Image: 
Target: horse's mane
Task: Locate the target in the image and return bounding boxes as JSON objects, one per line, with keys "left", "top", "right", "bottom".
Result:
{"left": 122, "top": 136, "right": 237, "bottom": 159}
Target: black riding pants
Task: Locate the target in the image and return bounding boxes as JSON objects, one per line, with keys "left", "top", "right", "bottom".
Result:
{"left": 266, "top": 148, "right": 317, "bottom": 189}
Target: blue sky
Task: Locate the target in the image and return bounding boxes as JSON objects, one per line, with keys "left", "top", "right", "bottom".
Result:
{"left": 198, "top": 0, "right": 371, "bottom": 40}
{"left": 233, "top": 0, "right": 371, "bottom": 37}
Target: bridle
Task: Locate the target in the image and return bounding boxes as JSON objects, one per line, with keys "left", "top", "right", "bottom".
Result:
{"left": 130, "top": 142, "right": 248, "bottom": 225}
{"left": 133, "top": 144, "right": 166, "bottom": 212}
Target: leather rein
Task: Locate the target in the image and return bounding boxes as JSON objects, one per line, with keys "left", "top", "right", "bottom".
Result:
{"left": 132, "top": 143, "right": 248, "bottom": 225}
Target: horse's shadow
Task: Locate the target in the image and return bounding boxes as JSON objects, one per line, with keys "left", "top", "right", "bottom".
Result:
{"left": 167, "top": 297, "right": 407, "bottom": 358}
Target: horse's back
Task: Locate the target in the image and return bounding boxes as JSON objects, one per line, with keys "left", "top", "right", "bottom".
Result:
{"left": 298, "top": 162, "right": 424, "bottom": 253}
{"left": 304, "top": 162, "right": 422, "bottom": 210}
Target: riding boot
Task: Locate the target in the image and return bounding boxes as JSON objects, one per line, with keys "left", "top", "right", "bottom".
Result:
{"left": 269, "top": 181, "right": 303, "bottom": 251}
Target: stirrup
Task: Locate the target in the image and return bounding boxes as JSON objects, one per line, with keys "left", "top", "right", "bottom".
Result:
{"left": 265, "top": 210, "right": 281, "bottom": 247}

* * * * *

#### What you are asked to do:
Working from the entries above, filter out every line that lacks "horse" and copy what remains.

#### Finished exercise:
Target: horse's mane
Target: horse's shadow
Target: horse's back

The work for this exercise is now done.